- _Selected extract_:

[NewMusic] Protest Deportation of Mills Professor
Katherine Setar
setar at pacbell.net
Sun May 6 17:47:57 PDT 2007
Hello New Music People,
I am a member of the American Musicological Society. Our usually
mundane scholarly e-mails have suddenly become politically charged.
The president of the AMS is requesting that people begin a write-in
campaign to protest the detaining and deportation of a Professor of
Musicology at Mills. Please see below. This is the second time I've
heard about foreign scholars being denied access to the United
States.
If your conscience moves you, please send a letter to the appropriate
agencies.
Thanks,
Katherine Setar
*******
at http://www.ams-net.org/from_the_president.php
30 April 2007
Dear Colleagues,
As I reported in the President's Message in the February 2007 issue of
the AMS NewsletterPDF, one of our members, a citizen of the United
Kingdom, was detained without explanation at the San Francisco airport
this past August upon returning to the U.S. to resume her teaching
position here in the United States. Her visa was summarily revoked,
and she was forced to return to the U.K. When she was unable to
return to the U.S. in order to give a paper at the Annual Meeting of
our Society, the AMS Board of Directors sent a letter to the U.S.

- _Given data_:
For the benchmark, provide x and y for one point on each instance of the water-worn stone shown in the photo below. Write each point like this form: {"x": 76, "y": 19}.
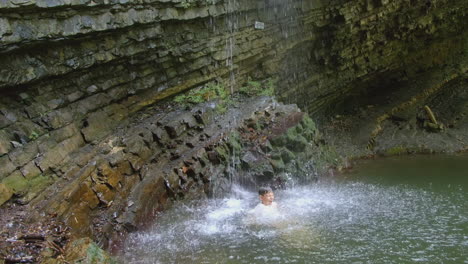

- _What you need to do_:
In the post protesting the deportation of a Mills professor, at which airport was the detained AMS member stopped?

- _Solution to the problem_:
The San Francisco airport.